■ **EXERCISE DESCRIPTION**
Please retype all the records below exactly as they read.

(Dataset excerpts)
..............................

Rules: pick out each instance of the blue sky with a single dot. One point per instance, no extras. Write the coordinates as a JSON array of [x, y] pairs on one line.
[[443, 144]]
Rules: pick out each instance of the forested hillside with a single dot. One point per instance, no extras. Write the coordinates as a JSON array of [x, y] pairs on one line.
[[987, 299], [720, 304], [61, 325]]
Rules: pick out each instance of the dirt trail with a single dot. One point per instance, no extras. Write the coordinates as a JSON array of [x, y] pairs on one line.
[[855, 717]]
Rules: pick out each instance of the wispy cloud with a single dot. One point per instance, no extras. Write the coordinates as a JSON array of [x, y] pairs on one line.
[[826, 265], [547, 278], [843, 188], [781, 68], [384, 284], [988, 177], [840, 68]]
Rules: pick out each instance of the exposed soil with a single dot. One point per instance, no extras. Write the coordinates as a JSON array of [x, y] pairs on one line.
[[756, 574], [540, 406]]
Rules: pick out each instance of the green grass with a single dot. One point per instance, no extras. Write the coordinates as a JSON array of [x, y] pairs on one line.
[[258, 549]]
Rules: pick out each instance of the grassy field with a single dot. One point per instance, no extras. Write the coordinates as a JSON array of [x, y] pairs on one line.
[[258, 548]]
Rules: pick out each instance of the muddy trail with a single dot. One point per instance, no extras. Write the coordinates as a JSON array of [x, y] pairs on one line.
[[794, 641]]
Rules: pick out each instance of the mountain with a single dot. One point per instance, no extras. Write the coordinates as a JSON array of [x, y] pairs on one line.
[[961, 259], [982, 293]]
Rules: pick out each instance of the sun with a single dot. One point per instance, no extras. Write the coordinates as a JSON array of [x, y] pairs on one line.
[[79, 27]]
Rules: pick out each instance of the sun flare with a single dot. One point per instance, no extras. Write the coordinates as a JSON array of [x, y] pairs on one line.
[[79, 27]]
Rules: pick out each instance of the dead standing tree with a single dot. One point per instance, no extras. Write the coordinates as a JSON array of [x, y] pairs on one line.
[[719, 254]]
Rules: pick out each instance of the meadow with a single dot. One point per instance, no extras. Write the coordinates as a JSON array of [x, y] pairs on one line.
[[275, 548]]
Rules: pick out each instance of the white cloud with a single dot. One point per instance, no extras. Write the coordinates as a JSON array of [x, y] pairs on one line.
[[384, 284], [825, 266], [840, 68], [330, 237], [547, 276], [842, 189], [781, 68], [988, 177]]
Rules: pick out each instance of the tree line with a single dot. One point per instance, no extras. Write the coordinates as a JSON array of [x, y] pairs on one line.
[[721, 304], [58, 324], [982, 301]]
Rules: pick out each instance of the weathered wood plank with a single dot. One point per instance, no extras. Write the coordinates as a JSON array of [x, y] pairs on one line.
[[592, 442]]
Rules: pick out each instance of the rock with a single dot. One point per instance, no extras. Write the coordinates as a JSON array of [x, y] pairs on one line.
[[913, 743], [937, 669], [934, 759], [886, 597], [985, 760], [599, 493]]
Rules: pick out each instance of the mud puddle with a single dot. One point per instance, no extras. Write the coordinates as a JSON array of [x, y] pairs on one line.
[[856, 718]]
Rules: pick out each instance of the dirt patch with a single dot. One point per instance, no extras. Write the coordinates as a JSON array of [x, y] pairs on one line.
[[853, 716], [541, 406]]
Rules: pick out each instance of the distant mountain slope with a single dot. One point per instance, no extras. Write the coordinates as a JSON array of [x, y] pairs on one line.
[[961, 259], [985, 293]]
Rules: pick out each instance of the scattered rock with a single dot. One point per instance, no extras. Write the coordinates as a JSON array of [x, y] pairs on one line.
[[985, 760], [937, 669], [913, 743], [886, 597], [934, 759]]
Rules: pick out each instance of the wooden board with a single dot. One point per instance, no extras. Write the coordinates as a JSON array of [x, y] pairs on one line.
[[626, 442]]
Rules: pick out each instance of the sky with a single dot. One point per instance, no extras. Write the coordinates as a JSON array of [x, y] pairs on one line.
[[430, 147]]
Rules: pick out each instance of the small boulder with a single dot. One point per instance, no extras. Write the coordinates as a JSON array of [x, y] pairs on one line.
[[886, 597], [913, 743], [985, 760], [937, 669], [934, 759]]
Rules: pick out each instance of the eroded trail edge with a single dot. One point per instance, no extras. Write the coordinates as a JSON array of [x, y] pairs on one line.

..............................

■ **YOUR SOLUTION**
Rules: pick out each instance of the blue sky with a single dot. One point per instance, no extras. Write the coordinates as a JSON array of [x, y] pairs on one line.
[[443, 144]]
Rules: pick out each instance of the forested hillside with a single dot. One point per instance, no extras. Write the coordinates as a JSON array of [x, y] pairs on one line.
[[987, 299], [720, 304], [61, 325]]
Rules: pick out each instance of the dirt trail with a single dot. One point per instance, no extras. Write the coordinates as a JSON array of [x, y] pairs on one line.
[[855, 717]]
Rules: pick out each instance of the wispy cloud with a single dot. One point per instance, no extras. Write the coordinates as a JSON array of [x, y] pairs on one line.
[[826, 265], [547, 278], [843, 188], [781, 68], [384, 284], [988, 177], [840, 68]]
Rules: pick out each instance of the exposed soil with a single dot. One point per instance, no extras. Write the coordinates as a JSON array of [x, y] pairs on one line.
[[756, 574], [540, 406]]
Rules: pick out each instance of the green grass with a single dot. One point per instance, no extras. Write the coordinates as a JSON array of [x, y] pairs on one line.
[[258, 549]]
Rules: pick out each instance of the grassy field with a single dot. One point per instance, no extras. Write the coordinates as a JSON array of [x, y] pairs on one line.
[[258, 548]]
Rules: pick out each instance of the muddy trail with a single dot. One point per instance, no extras. Write the coordinates as a JSON array of [x, y] pairs on one line.
[[794, 641]]
Rules: pick out each instance of the mountain with a single dot. One point per instance, no extras. Write the coordinates as a JSON array of [x, y] pairs on one line.
[[961, 259], [982, 293]]
Rules: pick out each instance of the sun with a single dot. One point per instance, no extras. Write the coordinates as a JSON array of [x, y] pairs on one line.
[[79, 27]]
Rules: pick out each instance of the sun flare with a single dot. One point per instance, no extras. Write the coordinates as a JSON array of [x, y] pairs on one line.
[[79, 27]]
Rules: pick out each instance of the dead standing tree with a single dot. One point per instance, no extras. Write the coordinates as a JSON array of [x, y] pairs on one line.
[[719, 254]]
Rules: pick out each instance of the meadow with a single dot. One point per instance, no extras. Write the coordinates as a JSON array of [x, y] pairs on one line.
[[275, 548]]
Rules: pick out each instance of the white cloud with a single dot. One point per instance, no extras. Write the coordinates as a JSON array of [x, y] pairs on one line.
[[384, 284], [825, 266], [840, 68], [330, 237], [547, 276], [842, 189], [781, 68], [988, 177]]
Rules: pick out each instance of the tree line with a single dot. One point per instance, no extras. Write the coordinates as a JSON array of [x, y] pairs on one line.
[[721, 304], [58, 324], [982, 301]]
Rules: pick out each instance of the weathered wood plank with a single dot. One point per instance, no extras. Write the coordinates as a JSON array of [x, y] pairs on one line.
[[592, 442]]
Rules: pick out each instance of the rock with a single dot. One point per instance, no extras. Write the coordinates as a JSON array of [x, y] pairs on one line.
[[913, 743], [937, 669], [934, 759], [886, 597], [985, 760], [599, 493]]
Rules: pick out each instance of the mud puddle with a single dot. One point per instance, no extras. Write the coordinates as a JSON array of [x, y] pairs on one line.
[[856, 718]]
Rules: pick out each instance of the dirt patch with a single dot. One point per instance, no extras. Write the coordinates as a JSON array of [x, y] pairs on one line.
[[853, 716], [541, 406]]
Rules: pick out each instance of the distant mountain slope with a single dot. One point per instance, no extras. Write the coordinates as a JSON array of [x, y] pairs on one line.
[[961, 259], [985, 293]]
Rules: pick out each instance of the scattered rock with a single dot. One point per instance, no extras. Write the coordinates as a JSON array of [x, y] pairs on one line.
[[985, 760], [937, 669], [913, 743], [886, 597], [934, 759]]
Rules: pick out each instance of the wooden board with a single dot. One point per instance, no extras. Write the coordinates as a JSON array of [x, y] pairs on one line.
[[626, 442]]
Rules: pick out each instance of the sky with a single dot. One point per instance, no extras. Write the coordinates as a JSON array of [x, y] pairs on one line.
[[430, 147]]
Rules: pick out each instance of the small boulder with a single dot. One point per instance, no extras. Write the coordinates as a JSON array of [x, y] pairs on one line.
[[886, 597], [913, 743], [985, 760], [937, 669], [934, 759]]
Rules: pick out each instance of the eroded trail edge with a single dot. One point per instance, no extras. Write the coordinates as a JSON array of [x, y] pairs on one line.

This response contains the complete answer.